+++ Extracted records

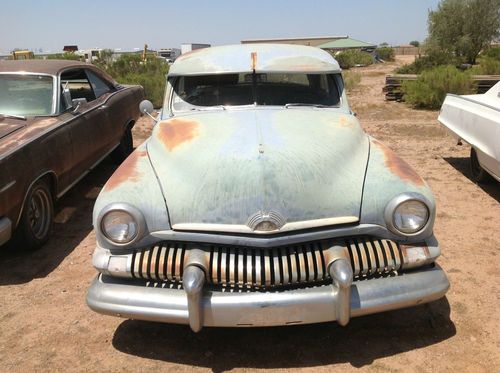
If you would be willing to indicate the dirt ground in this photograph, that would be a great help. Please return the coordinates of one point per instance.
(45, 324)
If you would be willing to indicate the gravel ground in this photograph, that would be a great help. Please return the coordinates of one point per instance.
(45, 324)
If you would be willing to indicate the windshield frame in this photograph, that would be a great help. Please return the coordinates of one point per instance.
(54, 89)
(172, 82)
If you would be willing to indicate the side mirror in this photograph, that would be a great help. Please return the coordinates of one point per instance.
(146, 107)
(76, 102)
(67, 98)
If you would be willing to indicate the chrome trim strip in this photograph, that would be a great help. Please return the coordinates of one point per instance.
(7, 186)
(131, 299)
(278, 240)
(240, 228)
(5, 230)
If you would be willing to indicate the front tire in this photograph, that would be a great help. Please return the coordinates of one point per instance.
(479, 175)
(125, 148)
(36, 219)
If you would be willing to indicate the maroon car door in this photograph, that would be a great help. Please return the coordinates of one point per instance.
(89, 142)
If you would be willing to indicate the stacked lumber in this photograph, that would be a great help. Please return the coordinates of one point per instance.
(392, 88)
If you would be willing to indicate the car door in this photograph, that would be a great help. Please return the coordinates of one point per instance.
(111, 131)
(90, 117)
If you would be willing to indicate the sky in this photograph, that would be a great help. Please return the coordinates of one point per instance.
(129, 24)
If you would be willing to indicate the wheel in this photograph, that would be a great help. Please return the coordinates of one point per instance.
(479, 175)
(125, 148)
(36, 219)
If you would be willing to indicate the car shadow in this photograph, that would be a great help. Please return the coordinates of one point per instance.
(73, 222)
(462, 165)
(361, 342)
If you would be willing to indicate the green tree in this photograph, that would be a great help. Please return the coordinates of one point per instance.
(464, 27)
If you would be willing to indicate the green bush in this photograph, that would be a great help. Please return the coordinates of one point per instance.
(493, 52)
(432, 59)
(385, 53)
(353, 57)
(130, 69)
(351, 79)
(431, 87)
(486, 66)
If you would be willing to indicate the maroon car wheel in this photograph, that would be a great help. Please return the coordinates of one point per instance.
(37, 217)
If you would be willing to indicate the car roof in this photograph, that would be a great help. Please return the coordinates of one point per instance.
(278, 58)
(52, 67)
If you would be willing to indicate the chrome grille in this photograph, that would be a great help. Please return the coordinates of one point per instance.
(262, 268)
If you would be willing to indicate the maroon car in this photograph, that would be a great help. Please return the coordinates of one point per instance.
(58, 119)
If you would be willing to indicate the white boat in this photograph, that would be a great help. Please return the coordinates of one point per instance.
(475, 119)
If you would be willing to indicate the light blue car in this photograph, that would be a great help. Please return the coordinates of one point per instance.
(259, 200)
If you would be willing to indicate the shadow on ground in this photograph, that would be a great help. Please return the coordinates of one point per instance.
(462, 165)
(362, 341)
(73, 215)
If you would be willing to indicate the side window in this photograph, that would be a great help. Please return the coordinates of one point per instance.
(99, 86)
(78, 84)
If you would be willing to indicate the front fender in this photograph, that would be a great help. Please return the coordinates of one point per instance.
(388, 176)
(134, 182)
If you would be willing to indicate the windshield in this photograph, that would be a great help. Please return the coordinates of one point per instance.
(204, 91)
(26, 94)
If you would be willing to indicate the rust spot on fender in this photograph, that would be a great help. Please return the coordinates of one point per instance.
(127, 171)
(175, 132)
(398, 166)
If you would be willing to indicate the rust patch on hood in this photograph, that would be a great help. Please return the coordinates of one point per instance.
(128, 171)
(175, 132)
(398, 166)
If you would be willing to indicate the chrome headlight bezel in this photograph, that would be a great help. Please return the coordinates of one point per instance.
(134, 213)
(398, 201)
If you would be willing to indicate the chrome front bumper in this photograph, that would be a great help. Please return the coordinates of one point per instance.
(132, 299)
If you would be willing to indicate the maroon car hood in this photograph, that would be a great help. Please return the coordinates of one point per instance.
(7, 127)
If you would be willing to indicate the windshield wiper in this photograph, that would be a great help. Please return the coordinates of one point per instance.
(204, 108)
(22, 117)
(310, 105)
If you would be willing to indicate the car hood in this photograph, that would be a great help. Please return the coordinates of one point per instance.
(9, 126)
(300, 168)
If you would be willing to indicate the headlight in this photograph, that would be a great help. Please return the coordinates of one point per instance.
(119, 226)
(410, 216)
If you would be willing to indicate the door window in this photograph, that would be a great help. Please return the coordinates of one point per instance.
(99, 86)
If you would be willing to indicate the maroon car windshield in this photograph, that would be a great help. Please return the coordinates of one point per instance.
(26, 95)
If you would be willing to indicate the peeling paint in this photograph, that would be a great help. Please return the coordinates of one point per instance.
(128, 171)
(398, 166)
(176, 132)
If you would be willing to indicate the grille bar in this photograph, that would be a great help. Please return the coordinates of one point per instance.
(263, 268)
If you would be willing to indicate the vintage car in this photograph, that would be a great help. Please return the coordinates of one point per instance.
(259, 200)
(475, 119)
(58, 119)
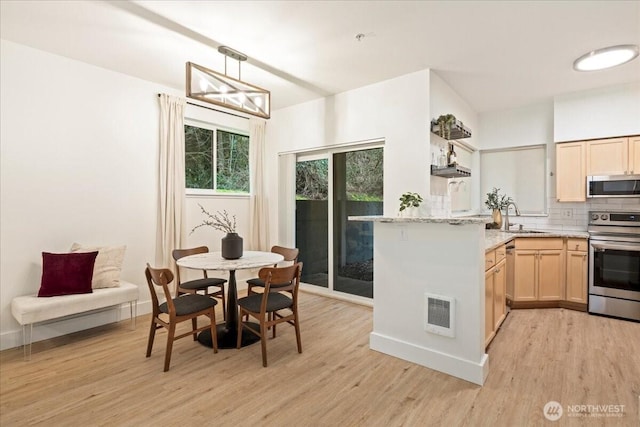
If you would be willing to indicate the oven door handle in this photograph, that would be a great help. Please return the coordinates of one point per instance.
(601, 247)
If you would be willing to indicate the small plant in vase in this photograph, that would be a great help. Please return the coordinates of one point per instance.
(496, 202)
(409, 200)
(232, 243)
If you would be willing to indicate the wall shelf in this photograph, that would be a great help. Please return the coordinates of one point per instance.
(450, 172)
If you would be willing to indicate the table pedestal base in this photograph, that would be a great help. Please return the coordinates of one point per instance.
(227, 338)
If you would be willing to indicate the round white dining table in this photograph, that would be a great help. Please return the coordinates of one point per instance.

++++++

**Exercise instructions:**
Would you copy out all the data exactly, without the images?

**Written answer:**
If you would be willing to indicate the dirt ground in this photograph, that would be a great help. Please return the coordinates of one point per instance.
(45, 324)
If you would be willing to indicate the gravel ground in this photograph, that would be a great help. Please return the coordinates of one point per instance.
(45, 324)
If you would be willing to indicate the windshield frame in this photograph, that would be a great help. Please return the coordinates of one point per instance.
(54, 89)
(172, 82)
If you would be willing to indicate the side mirror in this photograph, that would be a great help. Please return the coordinates of one point per instance.
(146, 107)
(76, 102)
(67, 98)
If you would be willing to indicate the chrome trim strip in this photograph, that would be a great help. Please return the coordinates of one point per instance.
(7, 186)
(131, 299)
(278, 240)
(240, 228)
(5, 230)
If you would be willing to indicate the front tire in this photograph, that would be a great help. Please return the coordinates of one point per instance.
(479, 175)
(125, 148)
(36, 219)
If you would be willing to indicate the maroon car door in this photograph, that would be a great help. Please return the coordinates of one point per instance.
(89, 142)
If you would be willing to indicate the stacked lumber in this photograph, that would be a great help. Please return the coordinates of one point per instance.
(392, 88)
If you would be willing to indicate the car door in this photograph, that would be a great help. Please return the coordinates of one point per instance.
(111, 131)
(90, 117)
If you would be willing to indicate the sky in this photograph, that would be a great help. Please return the coordinates of one point per instance.
(129, 24)
If you would be willing to indicate the wheel in this photograph, that would be a great help. Please return the coordinates of one point per instance.
(479, 175)
(125, 148)
(36, 219)
If you would be willing to indicate the car shadow in this photograph, that would be a great help. Please return the coordinates of one point per instance.
(73, 222)
(462, 165)
(361, 342)
If you would be willing to indicate the green tree in this photograph, that would be a great help. Please return the coordinates of one point per instance.
(464, 27)
If you would be willing to indicate the green bush in this photograph, that would be a great help. Please return the coordinates of one point per instance.
(493, 52)
(432, 59)
(385, 53)
(353, 57)
(130, 69)
(351, 79)
(431, 87)
(486, 66)
If you would be willing to indicate the maroon car wheel in this photograph, that would be a great help. Please return the coordinates of one point per instance.
(37, 217)
If you would be willing to indicate the car roof in this photograph, that would be a great help. Please return the coordinates of one point per instance.
(278, 58)
(52, 67)
If you would be willing to indicate the chrome grille in this photograph, that would be a great help. Please return the coordinates of one point per instance.
(262, 268)
If you would be willing to indicate the maroon car in this photograph, that would be a great help. Please return the coordinates of one point per instance.
(58, 119)
If you would be willing to indicate the white boat in this photograph, that would be a great help. Please return the coordinates of one point per instance.
(475, 119)
If you would be willing to indicate the light blue car in this photograph, that would be a great help. Please return the coordinates of one point per instance.
(259, 200)
If you would be willing to indicate the shadow on ground in this photograph, that would be a great help. Please return the coordinates of one point per instance.
(462, 165)
(362, 341)
(73, 215)
If you would be willing to indicate the side window in this photograph, that would be a great help. Please return the coordinates of one point per instance.
(99, 86)
(78, 84)
If you would be willing to indicate the front fender in this photograph, that would be a great help. Please return the coordinates of one point per instance.
(388, 176)
(134, 182)
If you would be willing to indicate the windshield in this photograph, that would be a great help. Please return the coordinates of one point per instance.
(204, 91)
(26, 94)
If you would be willing to indicate the rust spot on fender in this photograph, that would be a great help. Please return the coordinates of one point per instance.
(127, 171)
(175, 132)
(398, 166)
If you would be willing to indicate the rust patch on hood in this photograph, that would be a great help. Please return the coordinates of one point per instance.
(128, 171)
(175, 132)
(398, 166)
If you would be willing to indicate the chrome headlight bezel in this photograph, that would be a great help. Please return the coordinates of one point per instance.
(134, 213)
(398, 201)
If you would be willing to indicate the chrome front bumper in this photograph, that would be a great help. Please return the coordinates of one point per instance.
(132, 299)
If you would be willing to indicate the maroon car hood in this photograph, that would be a great help. Please return the coordinates of one point per instance.
(7, 127)
If you would be willing to indicate the windshield wiper in this photograph, that would be a great help. Please return the coordinates of one point per instance.
(204, 108)
(22, 117)
(310, 105)
If you would be willing to indicate the car hood in this photograph, that would be a great help. Please return the coordinates of one point per instance.
(9, 126)
(300, 168)
If you would be willing to indicate the headlight in this photograph, that would be a great help. Please return the coordinates of one point per instance.
(119, 226)
(410, 216)
If you would be willing to indicate the door window in this photograph, that would be a great help. Please return the coordinates of one point per instance.
(99, 86)
If you would be willing to indicate the maroon car windshield in this photograph, that would be a great help. Please return the coordinates of one point per instance.
(26, 95)
If you would be willing to indicate the peeling paint in this photograph, that would be a great help. Please return the coordinates of one point per instance.
(128, 171)
(398, 166)
(176, 132)
If you would be willing to indicate the grille bar in this photograph, that would be a great help. Please return the coordinates of one point per instance.
(263, 268)
If you would be willing to indicate the vintage car in this photograph, that would be a great help. Please return the coordinates of one point per instance.
(259, 200)
(475, 119)
(58, 119)
If you would be willing to indicate the oven door handle in this photograph, that would be a great help. Please return the coordinates of one point per instance.
(601, 247)
If you would be willing to indicate the small plant in vase in this photograph, that would be a great help. Please return the coordinates of one point per instance.
(496, 202)
(409, 200)
(232, 243)
If you would be willing to indicate the wall shelf in this photograph, that would be a great help. Please return the coordinates of one point per instance.
(450, 172)
If you would be willing to indicate the table pedestal base in this photograph, that would be a great help. Please return the coordinates of one point per instance.
(227, 338)
If you would be willing to indicate the round white dining table in this photograph, that would be a great help. Please return the coordinates of one point per instance.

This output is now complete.